**EXERCISE GOAL**
Retype the passage about German colonial expansion word for word, with no changes.

**SELECTION**
I think I could read anything about German Colonial expansion. The subject
may not appear to be attractive; but it is. The reason lies in the fact
that one is always maliciously interested in the failures of pompous and
conceited persons. In the same way, one is conscious of disappointment
that the navy pother has not blossomed into a naked scandal. A naked
scandal would be a bad thing, and yet one feels cheated because it has not
occurred. At least I do. And I am rather human. I can glut myself on
German colonial expansion--a wondrous flower. I have just read with
genuine avidity M. Tonnelat's "L'Expansion allemande hors d'Europe"

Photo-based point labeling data
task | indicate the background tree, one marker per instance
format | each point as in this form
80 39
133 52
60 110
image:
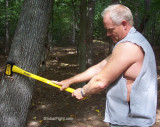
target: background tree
89 29
28 42
82 38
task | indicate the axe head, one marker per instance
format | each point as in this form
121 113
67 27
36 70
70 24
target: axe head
8 68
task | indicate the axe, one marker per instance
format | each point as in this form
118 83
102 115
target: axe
11 67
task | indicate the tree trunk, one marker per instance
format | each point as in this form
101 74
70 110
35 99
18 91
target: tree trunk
82 40
90 21
25 52
6 50
146 16
73 23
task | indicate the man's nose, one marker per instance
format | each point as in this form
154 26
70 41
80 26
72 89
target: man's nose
108 34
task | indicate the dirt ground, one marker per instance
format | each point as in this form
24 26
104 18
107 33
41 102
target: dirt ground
52 108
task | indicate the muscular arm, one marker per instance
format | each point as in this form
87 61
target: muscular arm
123 56
84 76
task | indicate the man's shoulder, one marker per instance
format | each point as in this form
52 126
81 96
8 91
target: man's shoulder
128 50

**THE SOLUTION**
I think I could read anything about German Colonial expansion. The subject
may not appear to be attractive; but it is. The reason lies in the fact
that one is always maliciously interested in the failures of pompous and
conceited persons. In the same way, one is conscious of disappointment
that the navy pother has not blossomed into a naked scandal. A naked
scandal would be a bad thing, and yet one feels cheated because it has not
occurred. At least I do. And I am rather human. I can glut myself on
German colonial expansion--a wondrous flower. I have just read with
genuine avidity M. Tonnelat's "L'Expansion allemande hors d'Europe"